— Task directions —
Copy all of the material below word for word, leaving out the pictures.

— Provided material —
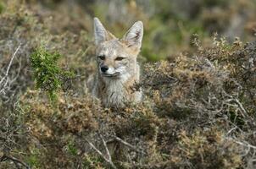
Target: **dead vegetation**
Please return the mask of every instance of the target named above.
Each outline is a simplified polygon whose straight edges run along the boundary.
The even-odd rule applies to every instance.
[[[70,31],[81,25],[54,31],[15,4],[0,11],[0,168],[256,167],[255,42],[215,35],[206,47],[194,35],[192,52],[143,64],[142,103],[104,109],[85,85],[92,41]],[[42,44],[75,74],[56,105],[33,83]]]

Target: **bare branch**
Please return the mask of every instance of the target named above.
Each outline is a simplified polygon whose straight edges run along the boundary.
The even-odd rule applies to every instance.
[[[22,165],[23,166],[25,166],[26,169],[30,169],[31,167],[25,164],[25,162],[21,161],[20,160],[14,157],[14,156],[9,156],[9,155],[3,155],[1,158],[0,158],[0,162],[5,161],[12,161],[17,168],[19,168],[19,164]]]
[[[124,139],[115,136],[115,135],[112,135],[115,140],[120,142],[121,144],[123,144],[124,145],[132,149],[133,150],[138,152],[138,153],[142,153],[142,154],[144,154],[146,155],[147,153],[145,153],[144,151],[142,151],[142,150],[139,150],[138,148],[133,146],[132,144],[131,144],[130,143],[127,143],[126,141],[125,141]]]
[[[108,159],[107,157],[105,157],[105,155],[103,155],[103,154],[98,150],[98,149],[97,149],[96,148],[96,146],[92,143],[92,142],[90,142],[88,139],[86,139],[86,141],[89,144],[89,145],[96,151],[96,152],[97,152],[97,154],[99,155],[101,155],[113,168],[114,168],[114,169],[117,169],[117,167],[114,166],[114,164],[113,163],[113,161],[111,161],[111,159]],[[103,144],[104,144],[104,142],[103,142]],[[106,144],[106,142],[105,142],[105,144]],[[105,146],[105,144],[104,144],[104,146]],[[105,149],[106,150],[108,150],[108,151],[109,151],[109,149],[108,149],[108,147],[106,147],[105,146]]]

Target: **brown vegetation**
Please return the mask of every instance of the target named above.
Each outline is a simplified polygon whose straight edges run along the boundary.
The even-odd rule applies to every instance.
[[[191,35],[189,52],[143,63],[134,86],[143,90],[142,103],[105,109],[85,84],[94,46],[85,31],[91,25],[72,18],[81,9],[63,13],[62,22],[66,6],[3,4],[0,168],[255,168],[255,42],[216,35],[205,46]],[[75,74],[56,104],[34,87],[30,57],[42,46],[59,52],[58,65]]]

— Full response —
Target: **dead vegetation**
Please return the mask of every instance of the target named above.
Each outline is a simplified polygon whose straight edges run along the boundary.
The even-odd rule applies to every instance.
[[[70,31],[81,25],[54,31],[15,4],[0,11],[0,168],[256,167],[255,42],[215,35],[206,47],[194,35],[192,52],[143,64],[142,103],[104,109],[85,85],[92,41]],[[42,44],[75,74],[56,105],[33,83]]]

Target: **bare branch**
Please return the mask of every instance of the target named above.
Each outline is a simplified polygon whose straight edges run along the boundary.
The even-odd rule applies to every instance.
[[[22,165],[23,166],[25,166],[26,169],[30,169],[31,167],[25,164],[25,162],[21,161],[20,160],[14,157],[14,156],[9,156],[9,155],[3,155],[1,158],[0,158],[0,162],[5,161],[12,161],[17,168],[19,168],[19,164]]]
[[[124,139],[115,136],[115,135],[112,135],[115,140],[120,142],[121,144],[123,144],[124,145],[132,149],[133,150],[138,152],[138,153],[142,153],[142,154],[144,154],[146,155],[147,153],[145,153],[144,151],[142,151],[142,150],[139,150],[138,148],[133,146],[132,144],[131,144],[130,143],[127,143],[126,141],[125,141]]]
[[[108,159],[107,157],[105,157],[105,155],[103,155],[103,154],[98,150],[98,149],[97,149],[96,148],[96,146],[92,143],[92,142],[90,142],[88,139],[86,139],[86,141],[89,144],[89,145],[96,151],[96,152],[97,152],[97,154],[99,155],[101,155],[113,168],[114,168],[114,169],[117,169],[117,167],[114,166],[114,164],[113,163],[113,161],[111,161],[111,159]],[[103,144],[104,144],[104,142],[103,142]],[[106,144],[106,142],[105,142],[105,144]],[[105,146],[105,144],[104,144],[104,146]],[[105,149],[106,150],[108,150],[108,151],[109,151],[109,149],[108,149],[108,147],[106,147],[105,146]]]

Target: **brown vegetation**
Please return the mask of every instance of the target named above.
Each outline is a simplified polygon whose straight edges run along the boundary.
The even-odd rule applies to every instance.
[[[191,35],[189,52],[143,63],[134,86],[143,90],[142,103],[105,109],[85,84],[94,46],[85,31],[91,25],[72,18],[81,9],[63,13],[62,22],[66,6],[3,4],[0,168],[255,168],[255,42],[216,35],[205,46]],[[75,74],[56,104],[34,87],[30,57],[42,46],[59,52],[58,65]]]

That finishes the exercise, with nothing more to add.